[Start of Given records]
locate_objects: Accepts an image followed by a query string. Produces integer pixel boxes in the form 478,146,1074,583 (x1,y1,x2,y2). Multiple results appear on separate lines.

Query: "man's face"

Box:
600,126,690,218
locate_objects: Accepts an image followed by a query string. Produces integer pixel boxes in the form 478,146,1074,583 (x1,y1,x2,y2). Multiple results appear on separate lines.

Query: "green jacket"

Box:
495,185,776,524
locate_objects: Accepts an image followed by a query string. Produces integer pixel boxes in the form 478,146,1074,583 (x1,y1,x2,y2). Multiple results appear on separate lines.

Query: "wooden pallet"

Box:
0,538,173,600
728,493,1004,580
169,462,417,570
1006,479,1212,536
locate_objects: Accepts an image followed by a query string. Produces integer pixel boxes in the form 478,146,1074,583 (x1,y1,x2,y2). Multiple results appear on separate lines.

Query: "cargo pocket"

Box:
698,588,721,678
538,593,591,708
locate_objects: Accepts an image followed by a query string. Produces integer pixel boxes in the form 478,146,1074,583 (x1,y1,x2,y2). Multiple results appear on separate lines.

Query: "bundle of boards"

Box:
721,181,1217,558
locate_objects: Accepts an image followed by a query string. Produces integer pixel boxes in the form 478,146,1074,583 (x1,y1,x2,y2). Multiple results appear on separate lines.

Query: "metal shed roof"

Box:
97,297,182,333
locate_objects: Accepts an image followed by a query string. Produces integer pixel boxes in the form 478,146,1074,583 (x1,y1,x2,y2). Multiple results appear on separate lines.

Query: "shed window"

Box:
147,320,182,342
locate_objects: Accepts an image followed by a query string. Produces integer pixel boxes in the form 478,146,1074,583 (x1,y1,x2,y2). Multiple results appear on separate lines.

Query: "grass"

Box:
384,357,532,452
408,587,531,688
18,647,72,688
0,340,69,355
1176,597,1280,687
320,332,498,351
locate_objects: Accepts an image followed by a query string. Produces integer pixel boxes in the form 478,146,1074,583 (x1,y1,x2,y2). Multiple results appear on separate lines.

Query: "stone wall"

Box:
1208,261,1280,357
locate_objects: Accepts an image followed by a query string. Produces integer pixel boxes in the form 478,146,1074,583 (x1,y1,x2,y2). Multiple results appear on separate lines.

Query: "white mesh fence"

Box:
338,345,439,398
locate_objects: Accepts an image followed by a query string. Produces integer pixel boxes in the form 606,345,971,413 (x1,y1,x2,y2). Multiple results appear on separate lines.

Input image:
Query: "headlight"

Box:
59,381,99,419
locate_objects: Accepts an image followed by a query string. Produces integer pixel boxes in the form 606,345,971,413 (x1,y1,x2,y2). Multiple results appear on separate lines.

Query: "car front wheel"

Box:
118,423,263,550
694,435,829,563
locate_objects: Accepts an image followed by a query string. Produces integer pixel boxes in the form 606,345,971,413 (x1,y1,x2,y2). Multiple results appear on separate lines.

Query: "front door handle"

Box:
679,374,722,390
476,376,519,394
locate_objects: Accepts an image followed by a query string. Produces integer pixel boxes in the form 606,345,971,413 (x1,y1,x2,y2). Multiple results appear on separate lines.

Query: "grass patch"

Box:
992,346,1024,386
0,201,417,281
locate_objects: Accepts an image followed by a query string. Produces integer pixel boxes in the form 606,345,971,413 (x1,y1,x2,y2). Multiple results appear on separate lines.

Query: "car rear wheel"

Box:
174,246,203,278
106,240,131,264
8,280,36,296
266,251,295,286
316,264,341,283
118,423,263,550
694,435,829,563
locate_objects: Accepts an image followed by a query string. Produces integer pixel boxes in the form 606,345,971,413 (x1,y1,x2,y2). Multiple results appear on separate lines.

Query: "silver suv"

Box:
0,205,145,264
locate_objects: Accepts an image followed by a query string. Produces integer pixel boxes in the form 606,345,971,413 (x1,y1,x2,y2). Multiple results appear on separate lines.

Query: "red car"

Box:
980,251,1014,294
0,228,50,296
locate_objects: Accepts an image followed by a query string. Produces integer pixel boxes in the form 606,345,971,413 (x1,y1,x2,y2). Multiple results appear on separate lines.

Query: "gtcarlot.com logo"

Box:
[End of Given records]
▶ Request: Copy out every line of the items above without any changes.

▶ Result:
locate_objects: Accepts an image followed by a query string. Produces integer pixel boxes in the form 478,146,1074,583 (x1,y1,x2,y2). Multiple results appear on separate lines.

Query: "man's face"

Box:
600,126,690,218
locate_objects: Accepts an image followed by a query string. Produces integer pixel boxes in the form 478,146,1074,583 (x1,y1,x2,y2). Multiple results appear on separate lines.

Query: "green jacket"

Box:
495,185,776,524
locate_objects: Accepts an image followed by a query string. Produces integer pixel boxes in the form 478,146,1074,583 (x1,y1,x2,y2). Multiple results appear on separate lines.

Query: "wooden pallet"

Box:
0,538,173,600
728,493,1004,580
169,462,417,570
1006,479,1212,536
locate_objects: Accepts an image followed by a query string. Produces integer pixel boxes in the form 478,146,1074,583 (x1,y1,x2,y2). Multiple results appear on separate lines.

Query: "cargo pocket"

Box:
698,588,721,678
538,593,591,708
locate_objects: Accepts an image followed by a query string. Produces integer pixel boxes in the form 478,146,1074,583 (x1,y1,x2,y2). Multiple results appear on separate lines.

Query: "bundle of boards"

Box:
721,181,1217,558
locate_objects: Accepts an image followed by a query string. Produces integer pixel boxes in the form 478,146,1074,583 (x1,y1,x2,y2). Multiple results appear on separate lines.

Query: "metal shed roof"

Box:
97,297,182,333
locate_objects: Accepts an image followed by a query string. Produces integer pixel boxes in the form 478,146,1074,583 (x1,y1,x2,y2). Multiple results appear on separate lines.

Query: "shed window"

Box:
147,320,182,342
locate_objects: Accepts an image followed by a query string. Produces integer pixel boxes in the form 478,146,1074,583 (x1,y1,x2,y2). Multiple results appear on separate lines.

Query: "grass"

Box:
384,357,532,452
408,587,531,688
18,647,72,688
0,340,69,355
1176,597,1280,687
320,332,498,351
locate_objects: Accepts an image followed by a query string. Produces integer pixel boxes in the form 478,146,1074,583 (x1,y1,x2,y2). Multiple results appear on separate lines.

Query: "stone wall"

Box:
1208,261,1280,357
locate_objects: Accepts an image followed by a query string. Produces integer pixel boxes in the form 478,146,1074,583 (x1,y1,x2,y2). Multiple results appear on separate lines.

Query: "white mesh fence"

Box:
338,345,439,398
locate_objects: Accepts an image followed by a query string. Produces integer pixel boxes in the form 606,345,971,413 (x1,y1,x2,y2). Multiple results appear on separate lines.

Input image:
Query: "headlight"

Box:
59,381,99,419
locate_objects: Accepts an image followed by a query string. Produces integer pixel boxes in the form 606,345,971,413 (x1,y1,x2,y2). Multiple results appear on separate lines.

Query: "car front wheel"

Box:
118,423,263,550
694,435,829,563
locate_objects: Accepts an image followed by a query string. Produces integer pixel boxes in the form 606,345,971,413 (x1,y1,x2,y2). Multiple results appear on separate lines.

Query: "front door handle"

Box:
679,374,722,390
476,376,519,394
locate_objects: Accepts an image followed by a query string. Produces integer pixel boxes in the form 606,345,971,413 (x1,y1,x2,y2). Multiple results appear on separate lines.

Query: "grass patch"

Box:
992,346,1024,386
0,201,417,281
locate_objects: Accepts an image followed by a query string. Produces integer pixel boxes in the form 606,345,971,413 (x1,y1,x2,y2). Multiple results appear on separate lines.

Query: "car rear wheel"

Box:
174,246,203,278
106,240,131,264
8,280,36,296
266,251,295,286
316,264,341,283
118,423,263,550
694,435,829,563
locate_objects: Accepts an image followed by a query string. Produces integer pixel boxes in the form 606,345,971,413 (x1,y1,x2,y2). Multiple results appear on separate lines.

Query: "silver suv"

Box:
0,205,145,264
locate_objects: Accepts an image followed by a query string. Produces integer pixel boxes in the form 606,345,971,413 (x1,y1,x2,y2). Multiple results appear on separate lines.

Query: "red car"

Box:
980,251,1014,294
0,228,50,296
locate_objects: Accepts an image followed by a query string. Produces integer pixel boxes in the form 606,345,971,413 (x1,y1,x2,y2). Multiple results appear on separate lines.

Query: "gtcarlot.com logo"

Box:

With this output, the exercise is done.